◆ **WHAT TO WORK ON**:
1 > In the credit growth text, how much additional capital did the banking system inject into the economy during the first ten months of 2025?
2 > Output the part of the credit growth text starting with "Despite global and" and going on through "shifting global demand.".
3 > List every sector given in the credit growth text's breakdown of production and business lending, along with the percentage stated for each.

◆ **TEXT SHOWN**:

┏━━

Despite global and domestic economic fluctuations, credit expansion over the first ten months of 2025 has been remarkable. The majority of new capital continued to flow into production and business activities, underscoring the banking sector’s role in supporting enterprises and sustaining economic momentum. At the same time, property lending accelerated, surpassing the industry’s average growth rate and signaling renewed confidence in the real estate market.

Director Pham Chi Quang of the Monetary Policy Department at the State Bank of Vietnam (SBV) reported that the banking system injected an additional VND2.1 quadrillion (US$79.8 billion) into the economy during this period. This infusion of capital has provided critical support for businesses navigating supply chain disruptions, rising input costs, and shifting global demand.

With this pace of expansion, annual credit growth is projected to reach around 19 percent–20 percent by year’s end, the highest level in nearly 15 years.

As of September 29, 2025, total outstanding credit across the system stood at VND17.71 quadrillion, up nearly 13.4 percent from the end of 2024. The credit structure continues to prioritize production and business sectors, which account for approximately 78 percent of total outstanding loans: commerce and services (69.8 percent), industry and construction (23.97 percent), and agriculture, forestry, and fisheries (6.23 percent). The SBV affirmed that this orientation aligns with government policies focusing on production, processing, exports, and enterprise digital transformation.

In Ho Chi Minh City alone, total outstanding credit was estimated at nearly VND4.92 quadrillion as of October 31, 2025, up 9.79 percent compared to the end of 2024.

┗━━

◆ **SOURCE EXCERPT**:
┏━━

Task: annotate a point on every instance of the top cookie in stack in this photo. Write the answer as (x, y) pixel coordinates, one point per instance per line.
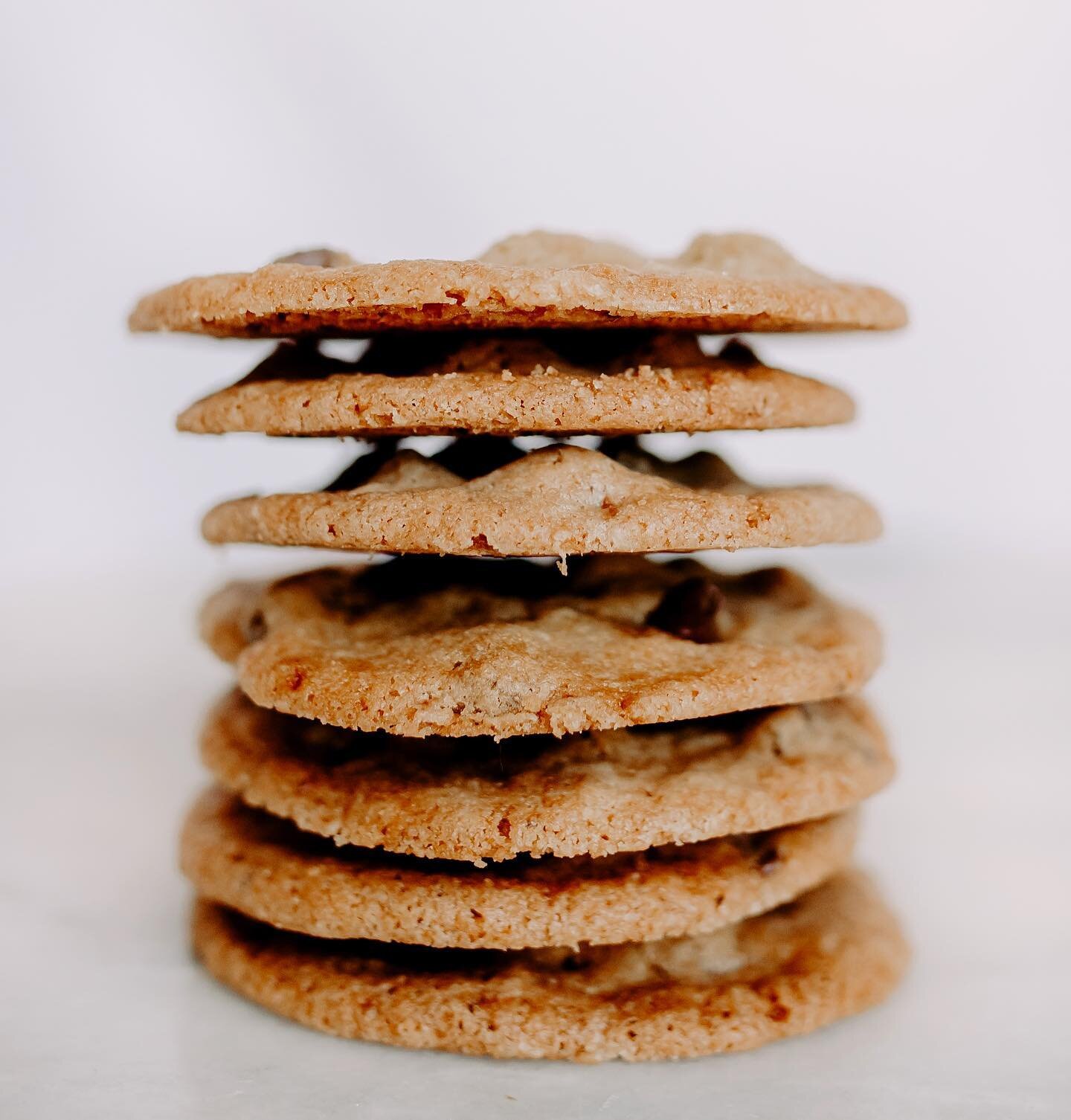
(747, 927)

┗━━

◆ **PER-TASK OUTPUTS**:
1 > VND2.1 quadrillion (US$79.8 billion).

2 >
Despite global and domestic economic fluctuations, credit expansion over the first ten months of 2025 has been remarkable. The majority of new capital continued to flow into production and business activities, underscoring the banking sector’s role in supporting enterprises and sustaining economic momentum. At the same time, property lending accelerated, surpassing the industry’s average growth rate and signaling renewed confidence in the real estate market.

Director Pham Chi Quang of the Monetary Policy Department at the State Bank of Vietnam (SBV) reported that the banking system injected an additional VND2.1 quadrillion (US$79.8 billion) into the economy during this period. This infusion of capital has provided critical support for businesses navigating supply chain disruptions, rising input costs, and shifting global demand.

3 >
- Commerce and services: 69.8 percent
- Industry and construction: 23.97 percent
- Agriculture, forestry, and fisheries: 6.23 percent